(Your instructions):
Transcribe the whole listing without a single picture.

(Data entries):
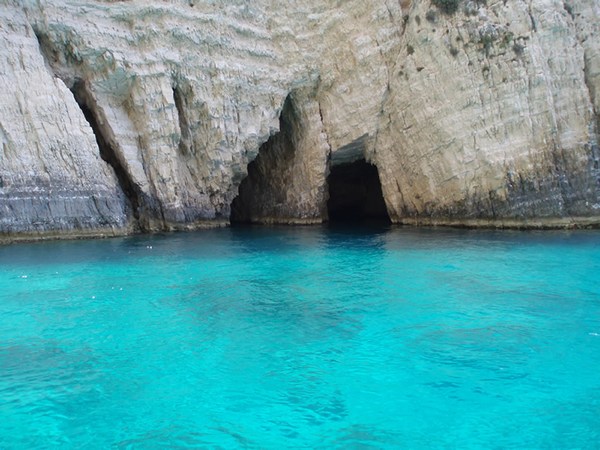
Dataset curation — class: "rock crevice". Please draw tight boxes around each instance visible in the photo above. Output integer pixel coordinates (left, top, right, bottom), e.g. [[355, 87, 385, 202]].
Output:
[[0, 0, 600, 239]]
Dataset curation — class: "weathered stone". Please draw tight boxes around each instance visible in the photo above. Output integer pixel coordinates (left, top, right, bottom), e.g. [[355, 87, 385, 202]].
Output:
[[0, 0, 600, 236]]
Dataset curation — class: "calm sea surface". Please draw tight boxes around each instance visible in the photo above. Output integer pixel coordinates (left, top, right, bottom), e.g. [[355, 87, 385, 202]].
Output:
[[0, 227, 600, 449]]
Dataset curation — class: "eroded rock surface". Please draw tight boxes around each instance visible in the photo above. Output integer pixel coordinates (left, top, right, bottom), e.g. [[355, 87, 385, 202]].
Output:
[[0, 0, 600, 236]]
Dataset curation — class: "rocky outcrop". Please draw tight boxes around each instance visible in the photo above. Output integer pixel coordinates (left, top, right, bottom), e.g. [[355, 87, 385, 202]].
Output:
[[0, 0, 600, 237], [376, 1, 600, 225]]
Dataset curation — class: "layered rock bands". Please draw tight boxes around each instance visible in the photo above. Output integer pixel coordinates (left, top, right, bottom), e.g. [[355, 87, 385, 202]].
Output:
[[0, 0, 600, 239]]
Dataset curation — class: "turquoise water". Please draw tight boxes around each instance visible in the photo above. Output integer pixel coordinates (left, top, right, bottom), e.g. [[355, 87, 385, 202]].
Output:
[[0, 227, 600, 449]]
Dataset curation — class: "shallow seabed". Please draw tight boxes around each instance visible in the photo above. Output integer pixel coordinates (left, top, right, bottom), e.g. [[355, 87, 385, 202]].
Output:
[[0, 227, 600, 449]]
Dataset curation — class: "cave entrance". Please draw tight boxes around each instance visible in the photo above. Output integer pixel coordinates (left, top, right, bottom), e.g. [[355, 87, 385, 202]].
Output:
[[327, 159, 390, 223]]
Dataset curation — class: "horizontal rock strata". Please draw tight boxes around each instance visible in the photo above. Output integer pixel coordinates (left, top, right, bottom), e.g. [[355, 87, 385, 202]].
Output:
[[0, 0, 600, 239]]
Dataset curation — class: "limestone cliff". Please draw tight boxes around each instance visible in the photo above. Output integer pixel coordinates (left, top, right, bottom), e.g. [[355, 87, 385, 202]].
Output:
[[0, 0, 600, 237]]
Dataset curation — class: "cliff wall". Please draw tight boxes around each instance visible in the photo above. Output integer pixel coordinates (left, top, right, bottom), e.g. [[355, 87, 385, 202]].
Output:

(Output for this exercise):
Dataset curation — class: "rock crevice". Please draw tight boxes around each instance visible in the photo above. Output integer pixel coordinates (left, top, right, bottom), e.g. [[355, 87, 385, 202]].
Output:
[[0, 0, 600, 239]]
Dataset curation — class: "weathered stone". Please draw tight boxes around each instance visible in the photo above. Output integer pixel coordinates (left, top, right, bottom), e.g. [[355, 87, 385, 202]].
Output:
[[0, 0, 600, 236]]
Dataset curation — class: "calm sea surface". Please draw tight boxes around each instance visible in the photo above. Output integer pixel coordinates (left, top, right, bottom), e.g. [[355, 87, 385, 202]].
Output:
[[0, 227, 600, 449]]
Dataset curation — class: "eroded rock surface". Please draw tight boxes around each instance visible in the photo above. Output integer pixel coordinates (left, top, right, bottom), e.g. [[355, 87, 385, 202]].
Output:
[[0, 0, 600, 236]]
Dataset curation — class: "rocky outcrop". Please draw tight boxes around each instance visible in the photo above. Output integer pixel coordinates (left, top, right, bottom), e.g. [[355, 87, 385, 202]].
Output:
[[0, 0, 600, 237], [376, 1, 600, 225]]
Dataset curation — class: "layered rock bands". Please draw tight boxes around each instance visible in the photo above. Output integer pixel coordinates (left, top, right, bottom), e.g. [[355, 87, 385, 202]].
Output:
[[0, 0, 600, 239]]
Dataset curation — class: "turquoise water". Please draw tight boxes around each instance visible in the photo above. Output integer pixel coordinates (left, top, right, bottom), e.g. [[355, 87, 385, 202]].
Output:
[[0, 227, 600, 449]]
Dataset curation — class: "shallow seabed". Please draw tight boxes around each instance visible in the photo above. Output integer pixel coordinates (left, top, right, bottom), e.g. [[355, 87, 385, 202]].
Output:
[[0, 227, 600, 449]]
Dataset curation — class: "cave entrance". Please draw tight boxes around each instance visible in the photo above. Output integer pixel coordinates (left, top, right, bottom), e.g. [[355, 87, 385, 202]].
Output:
[[327, 159, 390, 223]]
Dataset curation — class: "horizontal rock strata". Please draw tight boxes around each instance visible in the photo above. Output integer pixel coordinates (left, top, right, bottom), e.g. [[355, 87, 385, 202]].
Output:
[[0, 0, 600, 239]]
Dataset curation — class: "limestone cliff". Please draw tight boxes around each instance visible in the photo above. Output integer pixel coordinates (left, top, right, bottom), e.g. [[355, 87, 385, 202]].
Output:
[[0, 0, 600, 237]]
Dataset curation — class: "cliff wall". Please draw tight boxes around each instance visible in the photo above. Output integer pixel coordinates (left, top, right, bottom), e.g. [[355, 87, 385, 202]].
Output:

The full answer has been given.